▶ _Ejercicio_:
Continúa el texto sobre la crítica de Platón a la imitación artística a partir de su última oración.

▶ _Extracto del documento_:
Por si las razones de índole moral pudieran considerarse poco pertinentes, Platón retoma la cuestión de la imitación en el libro X para asestar el golpe definitivo a cualquier intento de justificación del arte mimético. Los argumentos esgrimidos son ahora de carácter mucho más consistentes y se apoyan decididamente en los pilares básicos de su sistema filosófico. La literatura es acusada aquí de máximo alejamiento de la fuente del ser, no obstante su propalada cercanía a aquellas realidades (objetos, personas, acciones, etc.) a las que pretende imitar. El ejemplo de la cama le permite organizar su argumentación a partir del establecimiento de varios grados o niveles de realidad de acuerdo con la mayor o menor proximidad al mundo de las ideas (donde se encuentra la esencia del ser). Así, pues, en el centro de la ontología platónica se encuentran las ideas y, en este caso concreto, la idea de cama; la cama que construye el carpintero constituye una primera imitación de la idea correspondiente y, así, la cama que tanto el pintor como el poeta representan es inevitablemente una ‘imitación de imitaciones’, alejada por tanto en tres grados de la idea de cama. Por consiguiente, las imitaciones de los poetas están afectadas, no obstante su pretendida fidelidad a la realidad, de un agudo proceso de desrealización que las descalifica en cuanto modelos o sucedáneos de la misma (por cierto, ideas parecidas pueden encontrarse en la polémica de Lukács con la Escuela de Frankfurt —y, específicamente, con B. Brecht— al enjuiciar el papel de las vanguardias).

▶ _Sección de datos_:
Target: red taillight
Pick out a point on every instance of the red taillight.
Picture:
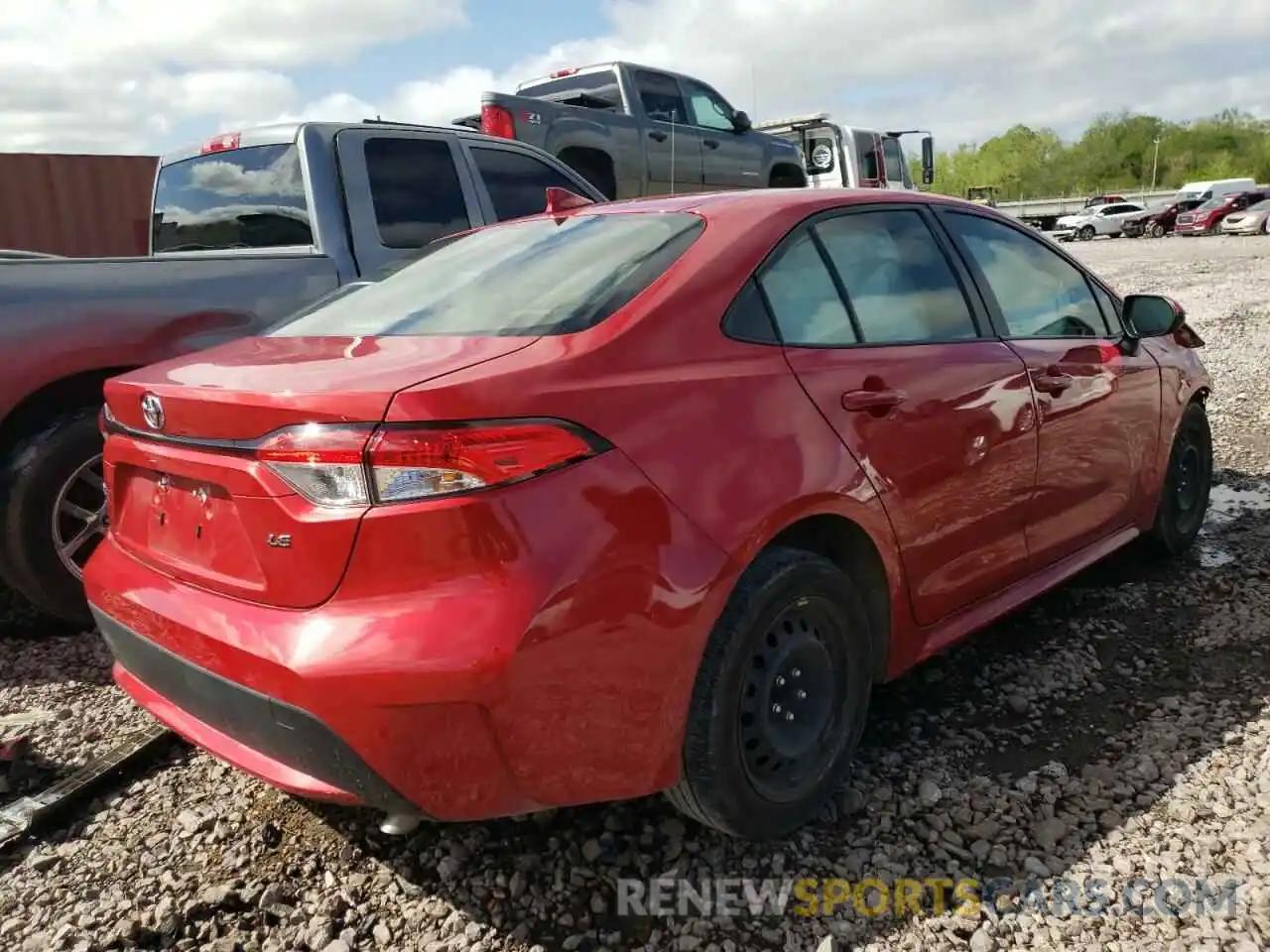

▶ _Respuesta_:
Así, pues, la literatura es un arte de apariencias, practicado por alguien que, precisamente por su ignorancia de lo que imita, podría representar igualmente la luna, un caballo o un árbol sin tener ningún conocimiento de estos objetos, ya que se limita a ofrecer una serie de impresiones subjetivas:

El arte de imitar está, por consiguiente, muy distante de lo verdadero y si ejecuta tantas cosas es porque no toma sino una pequeña parte de cada una; y aun esta pequeña parte no es más que un fantasma. El pintor, por ejemplo, nos representará un zapatero o un carpintero o cualquier otro artesano, sin conocer nada de estos oficios. A pesar de esto, si es un excelente pintor, alucinará a los niños y al vulgo ignorante mostrándoles de lejos el carpintero que haya pintado, de suerte que tomarán la imitación por la verdad (República, X, 598b, c).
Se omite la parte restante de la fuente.